[Natural language region descriptions]
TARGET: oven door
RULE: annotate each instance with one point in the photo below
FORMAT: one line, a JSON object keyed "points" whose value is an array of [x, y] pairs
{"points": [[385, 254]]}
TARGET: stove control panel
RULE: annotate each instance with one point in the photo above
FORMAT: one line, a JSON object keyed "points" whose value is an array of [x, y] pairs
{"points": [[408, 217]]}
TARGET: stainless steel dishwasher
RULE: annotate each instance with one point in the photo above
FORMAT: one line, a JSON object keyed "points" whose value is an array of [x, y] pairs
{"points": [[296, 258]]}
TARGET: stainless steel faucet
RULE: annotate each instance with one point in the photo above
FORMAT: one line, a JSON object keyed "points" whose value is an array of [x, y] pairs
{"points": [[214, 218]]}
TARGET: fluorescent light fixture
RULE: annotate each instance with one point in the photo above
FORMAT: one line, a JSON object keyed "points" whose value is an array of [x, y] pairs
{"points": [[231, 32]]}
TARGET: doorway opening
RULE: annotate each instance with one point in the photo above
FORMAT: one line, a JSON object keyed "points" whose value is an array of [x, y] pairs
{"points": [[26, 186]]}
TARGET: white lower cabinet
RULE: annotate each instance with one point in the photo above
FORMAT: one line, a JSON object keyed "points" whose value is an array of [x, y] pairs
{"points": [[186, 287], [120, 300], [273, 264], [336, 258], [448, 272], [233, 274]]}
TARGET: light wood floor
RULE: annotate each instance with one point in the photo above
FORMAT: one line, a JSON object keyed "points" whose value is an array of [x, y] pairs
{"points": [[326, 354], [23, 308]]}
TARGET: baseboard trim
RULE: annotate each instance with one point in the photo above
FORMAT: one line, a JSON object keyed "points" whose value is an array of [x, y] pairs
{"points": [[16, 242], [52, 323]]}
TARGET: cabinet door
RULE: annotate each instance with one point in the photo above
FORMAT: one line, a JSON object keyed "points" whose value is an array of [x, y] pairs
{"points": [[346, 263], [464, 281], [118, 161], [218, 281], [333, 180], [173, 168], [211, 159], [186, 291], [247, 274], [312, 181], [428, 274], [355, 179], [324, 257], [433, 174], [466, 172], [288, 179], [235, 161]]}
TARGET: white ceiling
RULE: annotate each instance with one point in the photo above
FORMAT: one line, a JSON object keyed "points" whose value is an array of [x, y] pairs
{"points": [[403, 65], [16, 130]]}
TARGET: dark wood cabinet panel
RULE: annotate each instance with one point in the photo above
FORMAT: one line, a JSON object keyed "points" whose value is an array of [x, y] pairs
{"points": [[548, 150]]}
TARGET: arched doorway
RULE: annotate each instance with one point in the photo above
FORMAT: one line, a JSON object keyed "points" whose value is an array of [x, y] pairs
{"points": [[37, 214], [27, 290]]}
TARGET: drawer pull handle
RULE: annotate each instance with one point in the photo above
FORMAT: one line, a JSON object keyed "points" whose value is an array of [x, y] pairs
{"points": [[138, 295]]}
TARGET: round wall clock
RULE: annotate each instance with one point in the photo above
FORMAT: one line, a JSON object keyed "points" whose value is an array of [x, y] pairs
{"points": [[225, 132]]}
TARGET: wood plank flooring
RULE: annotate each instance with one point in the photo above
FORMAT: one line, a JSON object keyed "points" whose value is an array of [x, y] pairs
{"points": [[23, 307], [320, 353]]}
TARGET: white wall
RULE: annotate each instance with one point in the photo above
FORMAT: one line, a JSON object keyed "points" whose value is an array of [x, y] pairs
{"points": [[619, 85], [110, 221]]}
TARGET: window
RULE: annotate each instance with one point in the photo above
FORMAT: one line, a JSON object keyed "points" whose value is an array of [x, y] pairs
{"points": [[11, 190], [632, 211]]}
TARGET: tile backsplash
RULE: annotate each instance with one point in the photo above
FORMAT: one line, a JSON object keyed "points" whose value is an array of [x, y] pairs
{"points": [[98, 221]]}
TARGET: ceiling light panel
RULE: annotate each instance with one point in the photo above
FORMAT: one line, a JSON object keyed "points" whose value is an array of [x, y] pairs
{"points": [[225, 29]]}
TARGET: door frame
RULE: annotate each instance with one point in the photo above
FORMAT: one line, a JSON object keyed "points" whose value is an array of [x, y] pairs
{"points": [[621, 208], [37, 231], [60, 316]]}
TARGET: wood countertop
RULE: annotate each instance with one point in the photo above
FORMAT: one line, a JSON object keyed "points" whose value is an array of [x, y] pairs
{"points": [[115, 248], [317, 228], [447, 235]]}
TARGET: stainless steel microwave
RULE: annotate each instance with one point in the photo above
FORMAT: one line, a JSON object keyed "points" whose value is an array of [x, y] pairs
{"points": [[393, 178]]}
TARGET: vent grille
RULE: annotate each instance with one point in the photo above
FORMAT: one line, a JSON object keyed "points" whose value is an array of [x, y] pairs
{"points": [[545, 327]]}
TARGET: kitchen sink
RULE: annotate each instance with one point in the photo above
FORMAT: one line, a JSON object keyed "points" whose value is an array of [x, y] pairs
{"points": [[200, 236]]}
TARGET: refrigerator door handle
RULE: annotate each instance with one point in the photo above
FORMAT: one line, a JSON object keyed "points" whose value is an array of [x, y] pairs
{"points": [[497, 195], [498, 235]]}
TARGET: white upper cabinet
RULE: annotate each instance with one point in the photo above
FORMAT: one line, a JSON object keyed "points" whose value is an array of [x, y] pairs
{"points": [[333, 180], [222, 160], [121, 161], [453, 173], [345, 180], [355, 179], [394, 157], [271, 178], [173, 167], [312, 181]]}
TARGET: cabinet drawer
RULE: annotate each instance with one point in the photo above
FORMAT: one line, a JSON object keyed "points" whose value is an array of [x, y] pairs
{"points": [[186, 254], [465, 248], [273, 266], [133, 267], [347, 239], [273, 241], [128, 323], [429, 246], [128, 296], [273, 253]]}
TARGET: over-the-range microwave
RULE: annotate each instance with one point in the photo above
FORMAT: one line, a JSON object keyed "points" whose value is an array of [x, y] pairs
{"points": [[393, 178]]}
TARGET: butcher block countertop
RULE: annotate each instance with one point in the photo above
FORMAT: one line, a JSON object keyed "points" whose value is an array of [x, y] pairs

### Problem statement
Show the lines above with "steel".

### Task result
TARGET: stainless steel dishwasher
TARGET: stainless steel faucet
TARGET: stainless steel microwave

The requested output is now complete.